- **WRITTEN TASK 1**
In the letters to the editor, what two purposes does the editor's note give for East's two-diamond bid?
- **WRITTEN TASK 2**
Decide whether each statement agrees with the letters to the editor: (a) The writer of the letter about the Kentucky Derby broadcast could not pick out Silky. (b) The editor's note says East made the three no-trump contract. (c) The first letter writer's three great loves are baseball, golf and tennis.

- **DOCUMENT EXCERPT**
────────
My three great loves are baseball, golf and bridge. The first two are sufficient to justify my subscription to SPORTS ILLUSTRATED, but since Charles Goren's column on bridge, I am further rewarded. And I know of several people who have subscribed solely because of his bridge articles.
I have a question concerning the Neapolitan Club system (SI, April 28), which was thoroughly enjoyed by our bridge club and discussed in detail. But why the two-diamond response by East by the U.S. in the hand from the 1957 Internationals? Of course, with a diamond bid, the-hand will play at the undesirable contract of three no trump. If the purpose of the bid was to discourage a diamond opening lead, it may have a little merit. A nice old-fashioned two-spade response should produce the proper contract. Please explain.
DONALD H. STREITZEL
China Lake, Calif.
In case you left some of your readers tied in mental knots trying to figure out the intricacies of the Neapolitan Club system, allow me to explain the finer points of this system as they appear to this observer:
If you have a normal one-spade opener you say one diamond, unless, of course, you are vulnerable, in which case you bid one heart. If your partner opens one spade and you have no points in your hand, you jump to four spades, but if you have an excellent hand, you pass. A pass under the Neapolitan system is an invitation to slam, except a second-round pass which must be considered pre-emptive, especially late in the evening.
Any time you bid a red suit it automatically means you have neither red ace, but both black kings. The club king is, of course, optional, but you should have the spade king, or the queen-jack. An opening bid of two in any suit is an invitation to your partner to pass, since you obviously have a very poor hand.
In the hand analyzed by Mr. Goren, East bid two diamonds because he had a very good rummy hand (the meld of 6-5-4) and he forgot for the moment that he was playing bridge. In bidding three diamonds, West was denying the diamond bid, obviously inferring he had the black suits.
In short, Neapolitan bidding is a way of indicating to your partner exactly what you haven't got. Your partner, in turn, can indicate to you exactly what he would like to have. It's very easy.
•Mr. Strietzel should pay no attention to Mr. Parker, obviously a Blackwood man. East's bid of two diamonds was a "psychic" bid with a twofold purpose: to prevent a diamond lead and to sound out his partner on a diamond stopper. However, East was unable to pull off the resulting three no-trump contract.—ED.
DERBY: AMONG THOSE PRESENT
The interest that your magazine created by the excellently prepared article on the Kentucky Derby (SI, April 28) made the television fiasco doubly disappointing.
We never could pick out Silky, nor did we know the distinguishing number of any of the horses. We heard more about Aly Khan than we saw of Tim Tarn, Lincoln Road, Noureddin and most of the other horses.
What a shame that so many were so disappointed.
PLANERS: WHAT OF THE A SCOW?
Generally speaking, your boating articles say more, come to the point and give far more detail than specialized magazines.
────────
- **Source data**
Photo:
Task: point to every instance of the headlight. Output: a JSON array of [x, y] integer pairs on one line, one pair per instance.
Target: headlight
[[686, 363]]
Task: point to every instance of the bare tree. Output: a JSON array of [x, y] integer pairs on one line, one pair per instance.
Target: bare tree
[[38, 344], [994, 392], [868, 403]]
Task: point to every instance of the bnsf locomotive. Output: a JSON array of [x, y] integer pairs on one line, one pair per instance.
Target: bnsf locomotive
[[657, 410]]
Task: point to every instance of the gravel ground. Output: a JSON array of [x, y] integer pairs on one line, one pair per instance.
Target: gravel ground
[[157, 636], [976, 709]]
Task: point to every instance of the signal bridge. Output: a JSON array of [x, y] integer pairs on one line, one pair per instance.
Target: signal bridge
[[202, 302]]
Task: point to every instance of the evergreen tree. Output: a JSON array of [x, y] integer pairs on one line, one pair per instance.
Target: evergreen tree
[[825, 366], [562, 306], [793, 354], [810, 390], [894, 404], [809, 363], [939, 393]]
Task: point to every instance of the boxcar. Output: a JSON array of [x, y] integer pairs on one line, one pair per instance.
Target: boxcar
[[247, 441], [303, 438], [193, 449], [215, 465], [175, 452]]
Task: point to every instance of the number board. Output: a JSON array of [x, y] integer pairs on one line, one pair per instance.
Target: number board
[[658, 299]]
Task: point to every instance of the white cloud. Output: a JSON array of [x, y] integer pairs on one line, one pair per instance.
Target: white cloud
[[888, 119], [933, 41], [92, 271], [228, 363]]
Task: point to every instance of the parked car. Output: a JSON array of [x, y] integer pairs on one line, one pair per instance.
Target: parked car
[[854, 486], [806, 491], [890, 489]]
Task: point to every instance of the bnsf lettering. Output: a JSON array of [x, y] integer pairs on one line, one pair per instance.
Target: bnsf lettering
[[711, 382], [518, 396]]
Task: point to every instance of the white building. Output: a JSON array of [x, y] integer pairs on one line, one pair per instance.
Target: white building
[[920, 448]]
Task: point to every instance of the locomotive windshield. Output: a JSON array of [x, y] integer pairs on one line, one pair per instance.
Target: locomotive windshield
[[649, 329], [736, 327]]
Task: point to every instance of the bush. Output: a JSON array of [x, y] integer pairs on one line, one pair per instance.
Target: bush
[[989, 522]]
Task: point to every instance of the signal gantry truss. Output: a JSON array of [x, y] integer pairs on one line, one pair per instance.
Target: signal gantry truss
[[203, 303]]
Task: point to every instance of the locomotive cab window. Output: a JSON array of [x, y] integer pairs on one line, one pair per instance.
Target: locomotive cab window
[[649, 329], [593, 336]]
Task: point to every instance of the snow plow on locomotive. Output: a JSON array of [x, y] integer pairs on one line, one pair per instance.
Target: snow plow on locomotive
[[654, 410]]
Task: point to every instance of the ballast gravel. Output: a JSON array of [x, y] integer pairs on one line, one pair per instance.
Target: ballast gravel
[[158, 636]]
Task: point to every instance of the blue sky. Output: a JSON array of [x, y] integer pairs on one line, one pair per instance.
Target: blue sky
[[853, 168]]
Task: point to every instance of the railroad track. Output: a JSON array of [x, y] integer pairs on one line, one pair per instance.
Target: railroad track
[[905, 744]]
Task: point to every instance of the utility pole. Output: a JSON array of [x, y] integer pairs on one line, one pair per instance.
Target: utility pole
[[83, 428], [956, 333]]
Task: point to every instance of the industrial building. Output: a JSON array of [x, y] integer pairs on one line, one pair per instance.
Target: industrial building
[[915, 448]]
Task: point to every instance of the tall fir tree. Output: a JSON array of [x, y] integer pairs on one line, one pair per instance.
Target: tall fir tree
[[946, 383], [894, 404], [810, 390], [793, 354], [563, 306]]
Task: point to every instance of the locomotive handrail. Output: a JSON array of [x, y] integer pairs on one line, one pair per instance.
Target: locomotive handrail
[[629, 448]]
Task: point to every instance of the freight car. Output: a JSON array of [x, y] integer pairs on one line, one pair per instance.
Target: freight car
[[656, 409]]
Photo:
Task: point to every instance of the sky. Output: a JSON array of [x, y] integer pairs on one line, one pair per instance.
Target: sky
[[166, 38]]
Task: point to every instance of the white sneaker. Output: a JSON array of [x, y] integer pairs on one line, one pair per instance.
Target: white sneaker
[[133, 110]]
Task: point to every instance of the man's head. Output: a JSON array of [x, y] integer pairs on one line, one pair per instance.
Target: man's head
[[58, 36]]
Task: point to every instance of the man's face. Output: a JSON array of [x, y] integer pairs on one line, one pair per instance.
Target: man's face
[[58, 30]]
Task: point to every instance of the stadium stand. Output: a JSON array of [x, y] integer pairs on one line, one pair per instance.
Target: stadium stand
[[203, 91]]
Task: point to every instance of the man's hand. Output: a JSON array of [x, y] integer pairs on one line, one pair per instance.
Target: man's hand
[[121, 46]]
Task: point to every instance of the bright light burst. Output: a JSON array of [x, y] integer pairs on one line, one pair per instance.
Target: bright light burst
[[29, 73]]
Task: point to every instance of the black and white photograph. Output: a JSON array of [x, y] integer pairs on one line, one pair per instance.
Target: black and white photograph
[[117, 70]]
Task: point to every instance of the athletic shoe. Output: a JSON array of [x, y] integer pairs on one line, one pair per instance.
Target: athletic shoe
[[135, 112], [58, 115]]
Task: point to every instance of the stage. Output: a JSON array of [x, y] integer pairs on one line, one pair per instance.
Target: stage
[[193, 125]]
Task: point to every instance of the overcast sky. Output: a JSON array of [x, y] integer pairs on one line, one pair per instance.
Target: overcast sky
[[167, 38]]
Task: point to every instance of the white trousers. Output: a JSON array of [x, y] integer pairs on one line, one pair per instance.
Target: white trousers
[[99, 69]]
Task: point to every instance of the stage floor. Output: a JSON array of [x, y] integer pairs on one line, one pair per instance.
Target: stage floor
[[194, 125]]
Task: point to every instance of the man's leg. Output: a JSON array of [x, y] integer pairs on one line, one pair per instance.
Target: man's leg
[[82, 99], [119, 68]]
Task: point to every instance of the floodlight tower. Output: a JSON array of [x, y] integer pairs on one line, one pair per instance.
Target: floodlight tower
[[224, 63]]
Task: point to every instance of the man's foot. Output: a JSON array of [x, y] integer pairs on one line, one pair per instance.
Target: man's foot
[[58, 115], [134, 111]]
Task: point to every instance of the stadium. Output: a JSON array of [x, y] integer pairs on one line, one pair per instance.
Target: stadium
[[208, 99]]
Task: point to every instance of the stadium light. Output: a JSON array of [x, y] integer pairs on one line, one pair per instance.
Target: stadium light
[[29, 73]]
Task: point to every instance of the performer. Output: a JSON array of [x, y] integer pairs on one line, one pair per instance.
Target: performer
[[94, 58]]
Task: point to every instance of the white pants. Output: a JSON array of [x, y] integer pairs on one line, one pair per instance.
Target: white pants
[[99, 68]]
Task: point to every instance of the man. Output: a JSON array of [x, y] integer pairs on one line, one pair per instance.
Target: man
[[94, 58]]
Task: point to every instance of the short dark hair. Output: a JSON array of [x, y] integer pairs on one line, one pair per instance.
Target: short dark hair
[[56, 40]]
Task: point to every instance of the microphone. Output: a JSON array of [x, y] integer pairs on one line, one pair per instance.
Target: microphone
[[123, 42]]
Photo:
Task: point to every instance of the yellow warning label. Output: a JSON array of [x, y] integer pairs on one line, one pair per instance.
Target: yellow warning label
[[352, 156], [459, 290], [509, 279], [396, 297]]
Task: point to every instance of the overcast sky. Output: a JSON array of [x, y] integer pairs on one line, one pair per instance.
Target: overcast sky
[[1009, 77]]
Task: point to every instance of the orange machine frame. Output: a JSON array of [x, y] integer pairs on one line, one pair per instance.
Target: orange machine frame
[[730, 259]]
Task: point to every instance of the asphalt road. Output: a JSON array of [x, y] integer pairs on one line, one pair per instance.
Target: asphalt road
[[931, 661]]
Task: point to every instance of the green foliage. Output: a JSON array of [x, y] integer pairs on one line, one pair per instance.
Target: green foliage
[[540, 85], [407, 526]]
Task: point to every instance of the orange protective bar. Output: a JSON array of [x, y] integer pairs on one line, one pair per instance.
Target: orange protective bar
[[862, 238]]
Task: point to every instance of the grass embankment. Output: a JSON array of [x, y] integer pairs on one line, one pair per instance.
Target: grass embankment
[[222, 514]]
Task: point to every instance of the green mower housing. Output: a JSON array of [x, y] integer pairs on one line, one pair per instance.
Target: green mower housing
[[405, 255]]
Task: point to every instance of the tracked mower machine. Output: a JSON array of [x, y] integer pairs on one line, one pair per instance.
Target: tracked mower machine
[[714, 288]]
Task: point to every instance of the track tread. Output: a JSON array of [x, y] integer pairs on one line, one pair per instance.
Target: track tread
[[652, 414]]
────────
- **EXPECTED OUTPUT 1**
To prevent a diamond lead and to sound out his partner on a diamond stopper.

- **EXPECTED OUTPUT 2**
(a) Yes: "We never could pick out Silky"
(b) No: "East was unable to pull off the resulting three no-trump contract."
(c) No: "My three great loves are baseball, golf and bridge."